TEXT —
%%

Q. Does a strong connection to nature when young help readers appreciate eco-fiction later?
A. The answer was overwhelmingly yes. All of us on the panel had great memories of growing up–mostly without cell phones, for they become popular after our childhoods. We spent great times outside, and that’s where our best memories are. In the same vein, I think the younger, the more impressionable. Our family was always outdoors, and I read voraciously. One thing (outdoors) was strong in the books I read. I remember the story of Bambi, or the Island of the Blue Dolphins. Even the Little House on the Prairie books were set close to nature, with Laura’s adventures being outdoors more than indoors.
Q. What were our favorite fictions?
A. I remember Claudia talking about The Road and another couple novels. I meant to talk more about weird fiction and some of Jeff VanderMeer’s work, but just ran out of time. I mentioned Barbara Kingsolver’s Flight Behavior and a couple other novels. Sometimes we readers have particular if not peculiar types of fiction we really like, and it may be dependent on what we’re in the mood for. But I will never forget reading Flight Behavior, because it came during a point in my life where my father had just died and where, in the next few years, I began to really miss the stability of family he had built. In his honor, we did a road trip down South to visit graves, old houses, and of course relatives who were still alive. When reading Flight Behavior, I very much felt like the main character Dellarobia, because, like her, a transition had happened at some vague point in the past where I no longer felt comfortable in the company of conservative community I was brought up in. But then when Dad died, I missed my childhood, for memories of it represented his health, and I sunk myself into the past, remembering the loving aunts and uncles and grandparents and cousins–and I missed them with a very palpable regret and wished I could blink back in time. It turns out, as young adults, we began to grow apart to an extent because we were starting new families and also became more geographically further apart–and then when my mammaw and pappaw died, there were not as many reunions.

%%

TASKS —
(a) In the eco-fiction text, replace "voraciously" with "avidly" and give the resulting passage, from "A. The answer" up to and including "more than indoors.".
(b) According to the eco-fiction text, which character did the speaker strongly identify with while reading Flight Behavior?
These rows bear no relation to the eco-fiction text.

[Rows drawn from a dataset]
%%

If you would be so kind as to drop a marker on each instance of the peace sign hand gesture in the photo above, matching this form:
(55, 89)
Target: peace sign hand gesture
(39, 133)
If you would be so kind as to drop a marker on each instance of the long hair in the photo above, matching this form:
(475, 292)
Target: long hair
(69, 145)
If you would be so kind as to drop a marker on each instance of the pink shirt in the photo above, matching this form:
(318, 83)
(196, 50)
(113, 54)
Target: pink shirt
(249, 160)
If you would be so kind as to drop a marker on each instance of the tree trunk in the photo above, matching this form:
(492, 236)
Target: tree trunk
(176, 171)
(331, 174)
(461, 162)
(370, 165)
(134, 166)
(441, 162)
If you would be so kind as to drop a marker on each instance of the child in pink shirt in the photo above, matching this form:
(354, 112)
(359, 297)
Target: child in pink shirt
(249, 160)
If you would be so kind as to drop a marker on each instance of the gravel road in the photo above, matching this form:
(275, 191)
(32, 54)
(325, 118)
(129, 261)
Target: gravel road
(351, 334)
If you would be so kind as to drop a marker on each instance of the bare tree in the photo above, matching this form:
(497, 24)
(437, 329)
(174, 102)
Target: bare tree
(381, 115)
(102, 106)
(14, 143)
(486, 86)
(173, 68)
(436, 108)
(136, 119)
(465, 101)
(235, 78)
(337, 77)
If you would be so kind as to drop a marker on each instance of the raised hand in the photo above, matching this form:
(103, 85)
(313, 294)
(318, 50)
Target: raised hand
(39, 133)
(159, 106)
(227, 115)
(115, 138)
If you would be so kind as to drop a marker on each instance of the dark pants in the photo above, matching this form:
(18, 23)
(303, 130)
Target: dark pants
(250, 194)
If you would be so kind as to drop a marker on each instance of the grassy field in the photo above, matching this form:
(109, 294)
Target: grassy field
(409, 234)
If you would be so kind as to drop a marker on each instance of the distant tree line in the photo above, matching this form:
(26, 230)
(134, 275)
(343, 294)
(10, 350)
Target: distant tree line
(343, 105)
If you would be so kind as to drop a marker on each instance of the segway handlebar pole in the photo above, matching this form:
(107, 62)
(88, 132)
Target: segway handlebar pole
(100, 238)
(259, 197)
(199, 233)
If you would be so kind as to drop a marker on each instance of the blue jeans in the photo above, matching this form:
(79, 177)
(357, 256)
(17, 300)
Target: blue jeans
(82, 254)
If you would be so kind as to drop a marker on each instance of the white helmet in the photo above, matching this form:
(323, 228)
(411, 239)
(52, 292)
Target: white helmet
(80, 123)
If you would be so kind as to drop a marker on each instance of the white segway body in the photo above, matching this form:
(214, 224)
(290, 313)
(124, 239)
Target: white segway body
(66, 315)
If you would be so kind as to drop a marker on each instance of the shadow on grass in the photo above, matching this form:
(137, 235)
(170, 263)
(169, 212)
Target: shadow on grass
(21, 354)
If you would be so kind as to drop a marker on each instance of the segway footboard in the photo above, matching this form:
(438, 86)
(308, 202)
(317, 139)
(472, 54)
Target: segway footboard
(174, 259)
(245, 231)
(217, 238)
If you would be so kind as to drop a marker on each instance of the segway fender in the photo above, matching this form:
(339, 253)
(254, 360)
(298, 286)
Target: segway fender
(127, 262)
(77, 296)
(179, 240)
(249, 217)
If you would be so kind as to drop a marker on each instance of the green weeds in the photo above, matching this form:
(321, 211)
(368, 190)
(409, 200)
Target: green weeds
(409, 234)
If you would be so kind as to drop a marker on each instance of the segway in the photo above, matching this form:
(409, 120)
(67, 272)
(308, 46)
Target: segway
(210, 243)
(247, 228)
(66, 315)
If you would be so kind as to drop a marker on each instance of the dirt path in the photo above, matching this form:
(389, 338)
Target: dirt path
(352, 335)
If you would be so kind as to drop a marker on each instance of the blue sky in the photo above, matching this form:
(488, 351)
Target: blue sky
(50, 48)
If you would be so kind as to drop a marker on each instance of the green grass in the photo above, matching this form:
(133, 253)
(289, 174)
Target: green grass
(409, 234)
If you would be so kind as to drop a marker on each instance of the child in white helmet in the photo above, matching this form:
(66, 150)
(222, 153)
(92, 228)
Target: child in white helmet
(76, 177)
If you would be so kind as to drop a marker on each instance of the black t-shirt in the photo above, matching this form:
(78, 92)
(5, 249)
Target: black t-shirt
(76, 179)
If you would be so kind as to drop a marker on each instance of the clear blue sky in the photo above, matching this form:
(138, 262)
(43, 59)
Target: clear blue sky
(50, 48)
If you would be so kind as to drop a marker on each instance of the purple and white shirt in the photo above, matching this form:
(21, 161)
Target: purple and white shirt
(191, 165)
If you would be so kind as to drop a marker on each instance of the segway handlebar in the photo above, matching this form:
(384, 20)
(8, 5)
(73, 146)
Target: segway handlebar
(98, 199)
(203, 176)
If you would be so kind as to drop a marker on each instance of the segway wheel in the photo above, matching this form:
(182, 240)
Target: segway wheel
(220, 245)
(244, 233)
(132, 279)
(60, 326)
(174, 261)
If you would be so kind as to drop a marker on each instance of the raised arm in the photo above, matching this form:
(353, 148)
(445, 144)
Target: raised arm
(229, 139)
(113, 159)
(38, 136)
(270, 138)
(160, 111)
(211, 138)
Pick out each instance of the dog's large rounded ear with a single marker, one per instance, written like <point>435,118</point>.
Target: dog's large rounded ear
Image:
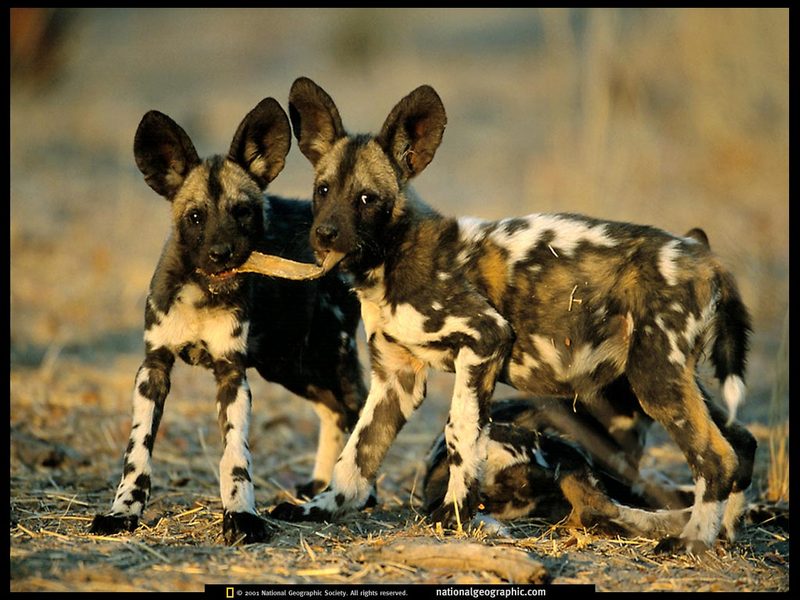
<point>164,153</point>
<point>262,141</point>
<point>413,130</point>
<point>315,119</point>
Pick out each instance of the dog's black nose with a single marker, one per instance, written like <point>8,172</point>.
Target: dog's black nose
<point>220,253</point>
<point>326,234</point>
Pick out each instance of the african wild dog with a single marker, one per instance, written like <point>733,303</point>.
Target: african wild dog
<point>298,334</point>
<point>553,304</point>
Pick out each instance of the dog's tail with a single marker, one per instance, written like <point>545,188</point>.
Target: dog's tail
<point>731,333</point>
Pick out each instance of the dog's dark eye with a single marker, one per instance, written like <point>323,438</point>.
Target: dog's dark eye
<point>195,217</point>
<point>241,211</point>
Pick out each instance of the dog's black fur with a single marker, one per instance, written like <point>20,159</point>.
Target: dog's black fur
<point>298,334</point>
<point>557,304</point>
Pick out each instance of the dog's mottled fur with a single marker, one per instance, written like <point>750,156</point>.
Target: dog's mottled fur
<point>552,304</point>
<point>298,334</point>
<point>548,460</point>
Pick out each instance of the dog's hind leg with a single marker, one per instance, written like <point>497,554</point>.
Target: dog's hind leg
<point>744,445</point>
<point>592,506</point>
<point>149,394</point>
<point>240,521</point>
<point>333,429</point>
<point>397,389</point>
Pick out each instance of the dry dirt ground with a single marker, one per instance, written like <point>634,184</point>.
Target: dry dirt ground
<point>674,118</point>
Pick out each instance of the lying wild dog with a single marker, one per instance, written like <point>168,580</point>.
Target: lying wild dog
<point>552,304</point>
<point>298,334</point>
<point>548,460</point>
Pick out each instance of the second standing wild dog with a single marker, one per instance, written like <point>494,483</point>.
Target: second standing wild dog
<point>552,304</point>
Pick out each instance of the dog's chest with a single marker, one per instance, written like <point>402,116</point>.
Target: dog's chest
<point>191,326</point>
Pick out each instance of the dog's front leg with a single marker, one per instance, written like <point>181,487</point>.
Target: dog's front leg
<point>149,393</point>
<point>397,388</point>
<point>234,403</point>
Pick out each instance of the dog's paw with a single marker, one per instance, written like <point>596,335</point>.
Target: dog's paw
<point>108,524</point>
<point>677,545</point>
<point>310,489</point>
<point>446,513</point>
<point>286,511</point>
<point>372,499</point>
<point>246,528</point>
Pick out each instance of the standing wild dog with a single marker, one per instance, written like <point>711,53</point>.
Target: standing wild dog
<point>298,334</point>
<point>553,304</point>
<point>549,460</point>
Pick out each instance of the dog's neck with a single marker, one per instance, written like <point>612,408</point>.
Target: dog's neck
<point>174,272</point>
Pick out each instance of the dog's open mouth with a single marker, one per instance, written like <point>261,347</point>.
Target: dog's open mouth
<point>276,266</point>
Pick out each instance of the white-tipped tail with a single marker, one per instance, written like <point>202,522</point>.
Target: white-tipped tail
<point>733,391</point>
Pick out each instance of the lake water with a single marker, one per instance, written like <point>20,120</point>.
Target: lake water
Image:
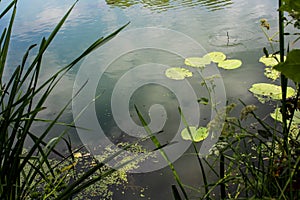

%%

ANSWERS —
(a)
A. The answer was overwhelmingly yes. All of us on the panel had great memories of growing up–mostly without cell phones, for they become popular after our childhoods. We spent great times outside, and that’s where our best memories are. In the same vein, I think the younger, the more impressionable. Our family was always outdoors, and I read avidly. One thing (outdoors) was strong in the books I read. I remember the story of Bambi, or the Island of the Blue Dolphins. Even the Little House on the Prairie books were set close to nature, with Laura’s adventures being outdoors more than indoors.

(b) Dellarobia, the main character.